Print the lines starting with the line containing "Query: bicycle wheel" and going on through the line containing "Query: blue sky", including both, and print nothing else from the entries.

§ Data to process
[start]

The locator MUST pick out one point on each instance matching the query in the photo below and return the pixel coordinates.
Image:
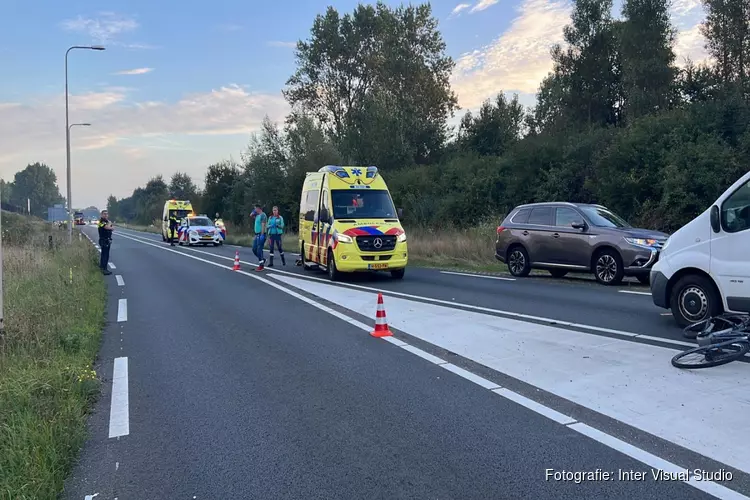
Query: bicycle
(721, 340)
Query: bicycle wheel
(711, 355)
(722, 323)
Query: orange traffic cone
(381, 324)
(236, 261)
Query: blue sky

[end]
[start]

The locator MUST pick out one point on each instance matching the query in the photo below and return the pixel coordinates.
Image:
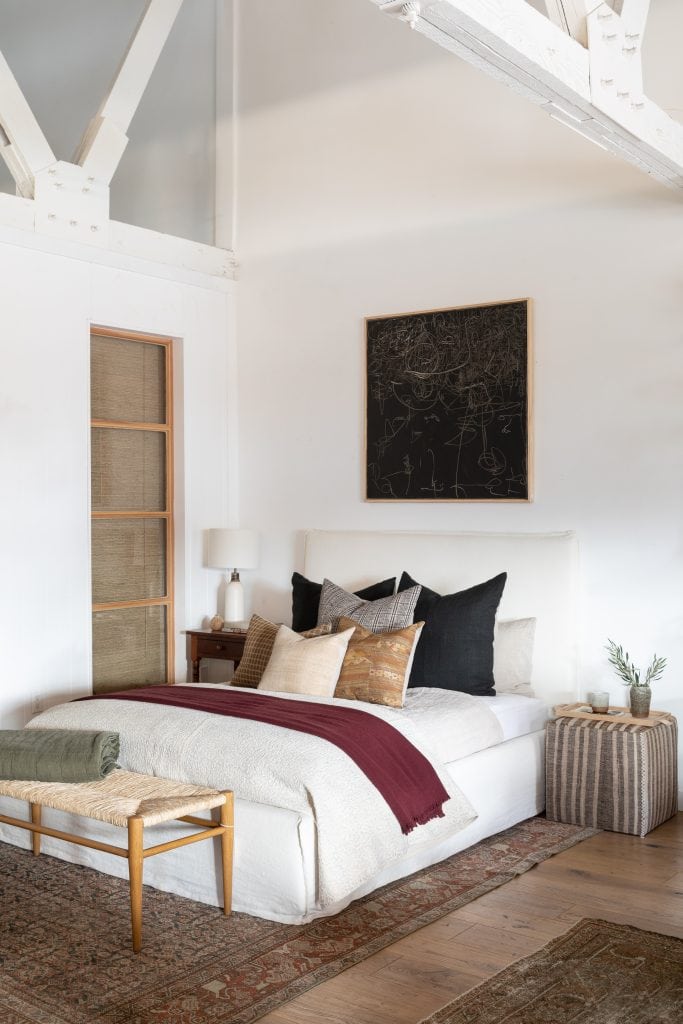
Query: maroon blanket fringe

[end]

§ Result of this exercise
Query: bicycle wheel
(711, 355)
(722, 323)
Query: orange traffic cone
(381, 324)
(236, 261)
Query: blue sky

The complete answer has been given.